Transcribe every entry verbatim; omit pictures.
◆ ◆ ◆ ◆ ◆
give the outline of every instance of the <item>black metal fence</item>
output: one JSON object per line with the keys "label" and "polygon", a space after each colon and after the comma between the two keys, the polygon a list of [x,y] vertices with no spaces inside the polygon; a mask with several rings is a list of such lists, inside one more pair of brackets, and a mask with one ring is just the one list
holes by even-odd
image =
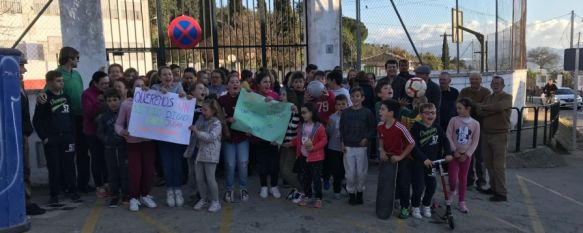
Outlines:
{"label": "black metal fence", "polygon": [[[547,145],[557,132],[559,110],[560,105],[558,103],[524,106],[522,108],[513,107],[512,111],[517,113],[517,122],[515,129],[510,131],[511,140],[509,141],[514,142],[514,145],[508,145],[510,147],[509,150],[519,152],[522,148],[536,148],[538,145]],[[525,113],[527,116],[525,116]]]}
{"label": "black metal fence", "polygon": [[[145,71],[164,64],[195,69],[256,70],[285,73],[306,63],[305,1],[301,0],[107,0],[104,14],[109,63]],[[199,45],[180,49],[170,43],[168,24],[180,15],[202,29]]]}

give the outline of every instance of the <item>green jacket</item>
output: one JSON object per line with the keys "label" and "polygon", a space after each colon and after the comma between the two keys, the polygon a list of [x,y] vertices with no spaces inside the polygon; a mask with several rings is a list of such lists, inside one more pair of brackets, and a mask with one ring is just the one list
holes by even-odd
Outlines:
{"label": "green jacket", "polygon": [[64,92],[69,96],[71,101],[71,110],[77,116],[83,115],[83,108],[81,107],[81,94],[83,94],[83,79],[78,71],[72,70],[68,72],[62,66],[57,68],[57,71],[63,74],[65,81]]}

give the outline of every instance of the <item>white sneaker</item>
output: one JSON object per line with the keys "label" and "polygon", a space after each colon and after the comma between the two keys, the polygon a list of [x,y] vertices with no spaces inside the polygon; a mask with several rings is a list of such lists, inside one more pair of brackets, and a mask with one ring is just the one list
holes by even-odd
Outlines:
◆ ◆ ◆ ◆ ◆
YOUR SOLUTION -
give the outline of every instance of the <item>black metal fence</item>
output: one JSON object per line with the keys "label" and "polygon", a space after each colon and after the comma between the two keys, the polygon a list of [x,y] vertices with no spaces inside the polygon; a mask with several rings is a list of such lists, inside one more pair of brackets, and a mask with one ring is just the one list
holes by even-odd
image =
Outlines:
{"label": "black metal fence", "polygon": [[[547,145],[557,132],[559,110],[560,105],[558,103],[524,106],[522,108],[513,107],[512,111],[517,113],[517,122],[515,129],[510,131],[511,140],[509,141],[514,142],[514,145],[508,145],[510,147],[509,150],[519,152],[522,148],[536,148],[538,145]],[[525,113],[527,116],[525,116]]]}
{"label": "black metal fence", "polygon": [[[145,71],[164,64],[195,69],[256,70],[285,73],[306,63],[305,1],[301,0],[107,0],[104,14],[109,63]],[[199,45],[180,49],[170,43],[168,24],[180,15],[202,29]]]}

give the outline of every instance of the <item>green jacket</item>
output: one JSON object per line with the keys "label" and "polygon", a space after each colon and after the comma between the two keys, the polygon a list of [x,y] vertices with no spaces inside the polygon; a mask with several rings is a list of such lists, inside one more pair of brackets, and a mask with one ring is just the one list
holes by even-odd
Outlines:
{"label": "green jacket", "polygon": [[64,92],[69,96],[71,101],[71,110],[77,116],[83,115],[83,108],[81,107],[81,94],[83,94],[83,79],[78,71],[72,70],[68,72],[62,66],[57,68],[57,71],[63,74],[65,81]]}

give the outline of every instance of the <item>white sneaker</item>
output: one JSON object per line with the keys "label" and "polygon", a space after each colon and after the comma between the two keys, the polygon a list of [x,y] vertices with no spaces inside the polygon; a mask with several rings is a list of such lists, inside one more pair of brackets, and a mask with one ring is just the one list
holes by even-odd
Outlines:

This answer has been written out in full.